Repeat every line below exactly, word for word.

Data lines »
────
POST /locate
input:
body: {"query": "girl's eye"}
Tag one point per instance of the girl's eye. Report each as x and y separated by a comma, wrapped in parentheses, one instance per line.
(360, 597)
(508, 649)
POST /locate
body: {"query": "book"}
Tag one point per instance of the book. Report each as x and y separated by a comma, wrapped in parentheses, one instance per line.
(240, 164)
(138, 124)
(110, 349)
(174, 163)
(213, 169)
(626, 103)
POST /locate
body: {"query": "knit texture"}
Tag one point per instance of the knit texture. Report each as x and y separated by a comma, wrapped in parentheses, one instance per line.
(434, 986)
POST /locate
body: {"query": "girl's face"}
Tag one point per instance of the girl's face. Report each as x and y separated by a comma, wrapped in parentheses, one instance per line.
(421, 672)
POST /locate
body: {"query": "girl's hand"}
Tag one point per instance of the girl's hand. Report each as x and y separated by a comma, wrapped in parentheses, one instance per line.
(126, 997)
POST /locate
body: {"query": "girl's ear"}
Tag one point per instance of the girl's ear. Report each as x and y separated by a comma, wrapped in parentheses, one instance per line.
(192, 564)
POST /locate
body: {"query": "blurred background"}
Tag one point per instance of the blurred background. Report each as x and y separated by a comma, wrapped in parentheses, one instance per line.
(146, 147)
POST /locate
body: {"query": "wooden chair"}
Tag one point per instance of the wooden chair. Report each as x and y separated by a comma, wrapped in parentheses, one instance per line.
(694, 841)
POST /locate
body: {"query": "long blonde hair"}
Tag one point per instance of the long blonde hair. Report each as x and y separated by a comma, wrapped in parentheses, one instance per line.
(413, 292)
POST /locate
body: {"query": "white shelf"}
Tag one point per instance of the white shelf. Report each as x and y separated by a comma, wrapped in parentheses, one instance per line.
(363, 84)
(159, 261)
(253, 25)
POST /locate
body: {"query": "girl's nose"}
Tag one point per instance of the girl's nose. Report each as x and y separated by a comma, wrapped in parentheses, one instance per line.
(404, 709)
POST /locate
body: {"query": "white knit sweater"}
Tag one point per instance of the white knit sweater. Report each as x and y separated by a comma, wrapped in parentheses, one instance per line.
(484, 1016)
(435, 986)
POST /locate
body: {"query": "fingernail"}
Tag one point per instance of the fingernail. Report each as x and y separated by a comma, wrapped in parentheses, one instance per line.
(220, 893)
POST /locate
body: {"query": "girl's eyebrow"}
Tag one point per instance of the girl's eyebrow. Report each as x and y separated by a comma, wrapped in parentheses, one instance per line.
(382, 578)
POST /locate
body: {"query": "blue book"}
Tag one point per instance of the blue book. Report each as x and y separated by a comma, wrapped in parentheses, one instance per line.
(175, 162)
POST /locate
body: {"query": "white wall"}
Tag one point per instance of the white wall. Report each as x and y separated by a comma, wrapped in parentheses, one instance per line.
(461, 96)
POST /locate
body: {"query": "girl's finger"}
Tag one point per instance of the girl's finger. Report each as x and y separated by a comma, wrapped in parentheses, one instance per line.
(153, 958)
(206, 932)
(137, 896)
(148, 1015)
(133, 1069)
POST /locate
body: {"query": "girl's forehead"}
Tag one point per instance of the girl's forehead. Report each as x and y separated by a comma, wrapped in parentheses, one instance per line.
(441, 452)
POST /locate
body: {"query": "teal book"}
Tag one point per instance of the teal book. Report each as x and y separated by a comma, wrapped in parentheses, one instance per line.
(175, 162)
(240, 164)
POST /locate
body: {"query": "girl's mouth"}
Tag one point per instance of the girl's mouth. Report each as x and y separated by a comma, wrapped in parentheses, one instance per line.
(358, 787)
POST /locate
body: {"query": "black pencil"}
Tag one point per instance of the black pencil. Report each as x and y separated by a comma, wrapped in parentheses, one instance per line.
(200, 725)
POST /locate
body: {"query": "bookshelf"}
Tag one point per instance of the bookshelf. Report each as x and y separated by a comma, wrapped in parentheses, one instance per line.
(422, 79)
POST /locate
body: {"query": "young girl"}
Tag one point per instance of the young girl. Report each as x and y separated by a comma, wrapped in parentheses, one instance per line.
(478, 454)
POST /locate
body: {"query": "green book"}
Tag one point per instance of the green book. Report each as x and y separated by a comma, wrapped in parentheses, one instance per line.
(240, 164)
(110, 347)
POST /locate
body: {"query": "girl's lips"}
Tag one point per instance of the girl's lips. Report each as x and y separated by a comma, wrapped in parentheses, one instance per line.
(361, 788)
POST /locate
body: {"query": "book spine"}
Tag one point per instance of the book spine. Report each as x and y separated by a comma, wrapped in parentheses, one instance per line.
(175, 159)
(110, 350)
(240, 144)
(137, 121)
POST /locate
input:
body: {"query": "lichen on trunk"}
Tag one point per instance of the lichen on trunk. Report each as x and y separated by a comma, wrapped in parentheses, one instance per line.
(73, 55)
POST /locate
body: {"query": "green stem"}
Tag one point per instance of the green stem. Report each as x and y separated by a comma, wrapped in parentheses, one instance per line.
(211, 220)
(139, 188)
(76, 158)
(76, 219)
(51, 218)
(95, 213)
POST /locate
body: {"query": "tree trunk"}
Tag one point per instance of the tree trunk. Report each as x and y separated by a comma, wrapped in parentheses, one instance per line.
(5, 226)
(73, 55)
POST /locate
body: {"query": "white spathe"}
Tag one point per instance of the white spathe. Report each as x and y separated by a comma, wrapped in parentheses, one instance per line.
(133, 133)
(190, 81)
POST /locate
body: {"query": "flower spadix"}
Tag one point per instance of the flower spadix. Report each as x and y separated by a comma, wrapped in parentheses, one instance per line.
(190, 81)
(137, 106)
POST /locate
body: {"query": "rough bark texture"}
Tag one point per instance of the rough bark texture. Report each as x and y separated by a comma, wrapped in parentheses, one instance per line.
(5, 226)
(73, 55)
────
Response for this exercise »
POST /locate
input:
body: {"query": "girl's eye"}
Tag one point per instance of the girl's eye. Report each as x and y separated by a comma, wrapped in parentheses, one instance per line.
(360, 597)
(508, 649)
POST /locate
body: {"query": "book"}
Tag one point per instance of the book. Report each as x and y separated by a comma, wrapped in parentheses, one instance per line.
(240, 164)
(138, 124)
(110, 349)
(174, 163)
(213, 169)
(626, 103)
POST /locate
body: {"query": "knit texture"}
Tag one point per instance of the knit texture. Report each as x and y separated by a comma, wrapped in parentheses, one instance per line.
(434, 986)
POST /locate
body: {"query": "girl's face"}
Tag one point per instance of the girl's face. Report each as x and y separated by a comma, wrapped in parentheses, one instance per line.
(421, 672)
POST /locate
body: {"query": "girl's hand"}
Tag one point per instance of the girl's hand. Report each as x and y separated by a comma, wrapped in parentheses, one instance per line.
(126, 997)
POST /locate
body: {"query": "girl's ear"}
Tag one point per instance of the girl's ear. Report each as x and y separated by a comma, wrapped in parentheses, one instance per line.
(192, 564)
POST /locate
body: {"query": "blurred background"}
Tag one point per instance of the blurred background. Report each as x and y separated by a comma, wrapped in parentheses, one instance per line.
(146, 147)
POST /locate
body: {"query": "wooden chair"}
Tag one point per instance of the wooden chair. Report each as x and y separated by a comma, wrapped in parentheses, one instance per line.
(694, 841)
POST /locate
body: {"query": "long blonde hair"}
Tag one point per instance of the long blonde hair. Report each as x and y separated by a comma, wrapped in parentheses, one instance per line.
(413, 292)
POST /locate
body: {"query": "white shelf"}
Tag one point per instance of the white shelf. Report each as x and y separated by a comma, wrapped in parentheses, one instance per line.
(363, 84)
(159, 261)
(253, 25)
POST /locate
body: {"query": "girl's nose"}
Tag one point per instance of the girl's nose. Report each as x and y separated by a comma, wrapped in parentheses, one instance per line.
(404, 709)
POST /locate
body: {"query": "white knit sweater"}
Tag one point per instance of the white knit sweater. Report each as x and y separated by a comma, wrapped in parentheses, one instance per line.
(484, 1016)
(435, 986)
POST /locate
body: {"query": "fingernail"}
Tag one point per instance of the fingernail. Report each as x and y separated by a comma, wrapped in parentheses, one instance per line.
(220, 893)
POST /locate
body: {"query": "girl's eyebrow"}
Tag one point per instance of the girl's eyebrow. Report each as x and y separated by a comma, wrapped in parentheses, one instance per line.
(382, 578)
POST /locate
body: {"query": "blue book"}
Tag one point per instance of the blue book. Report each as x and y separated by a comma, wrapped in parentheses, one instance per line.
(175, 162)
POST /locate
body: {"query": "white wall"}
Tag one point per instance of the white wall. Report each as x and y separated by a comma, wrapped in parentheses, one instance per line.
(461, 96)
POST /locate
body: {"query": "girl's finger"}
Tag one point per instance of the girl's finger. Report each as x and y separated by a comma, wrapped in parentheses, one instance per line.
(153, 958)
(206, 932)
(137, 896)
(148, 1015)
(133, 1069)
POST /locate
body: {"query": "girl's forehead"}
Tag one point per instance of the girl's forehead. Report each as x and y separated by a comma, wrapped in parentheses, one instance per line.
(441, 452)
POST /locate
body: {"query": "teal book"}
Tag one point per instance of the teal book. Report each as x and y separated by a comma, wrapped in parentheses, one instance per line.
(175, 162)
(240, 164)
POST /locate
body: {"query": "girl's mouth"}
Tag one point per instance of the girl's mouth. Report each as x and y separated by a comma, wrapped in parentheses, one instance per line.
(358, 787)
POST /locate
body: {"query": "black pencil"}
Tag one point per instance of the black pencil. Report each as x and y separated by a comma, wrapped in parentheses, one instance per line.
(200, 725)
POST /locate
body: {"query": "bookshelf"}
Tag one point per instance of the bookshelf. Report each as x and y separated by a comma, wrapped in parentheses, one instance per line.
(422, 79)
POST /locate
body: {"query": "young girl"}
Tag one point per instance of the young girl. Report each as x and y separated by a comma, wrapped in parentheses, one instance per line.
(478, 454)
POST /locate
body: {"query": "green book"}
Tag one point per instance of the green book. Report each as x and y separated by a comma, wrapped in parentheses, one instance per line.
(240, 164)
(110, 347)
POST /locate
body: {"query": "girl's lips"}
Tag one point per instance of the girl's lips. Report each as x and y separated by a comma, wrapped in parentheses, one instance per line.
(361, 788)
POST /locate
body: {"query": "book spine"}
Tag one point per instance of the book spine. Report each as x and y separated by a comma, wrapped in parentheses, one instance per line.
(175, 159)
(110, 350)
(240, 144)
(137, 121)
POST /locate
input:
body: {"query": "lichen on trunk"}
Tag one point per instance of the lichen on trunk. Report each as x and y separated by a comma, wrapped in parentheses, one instance per line.
(73, 55)
POST /locate
body: {"query": "green stem"}
Tag one point per instance of the green stem. Report each as x and y separated by a comma, wrapped in parentheses, one instance per line.
(211, 220)
(139, 188)
(76, 158)
(76, 219)
(51, 218)
(95, 213)
POST /locate
body: {"query": "tree trunk"}
Tag one point per instance of the tree trunk. Report each as x and y separated by a comma, wrapped in parentheses, one instance per line.
(5, 226)
(73, 55)
POST /locate
body: {"query": "white spathe"}
Tag one point per instance of the white spathe. Report each as x and y separated by a comma, wrapped in parentheses, one instance per line.
(133, 133)
(190, 81)
POST /locate
body: {"query": "flower spadix"}
Tag one point per instance of the flower spadix. Report each as x and y separated by a comma, wrapped in parentheses, one instance per line.
(190, 81)
(137, 106)
POST /locate
body: {"query": "rough bark texture"}
Tag one point per instance of the rough bark texture. Report each as x and y separated by a comma, wrapped in parentheses, one instance per line.
(5, 226)
(73, 55)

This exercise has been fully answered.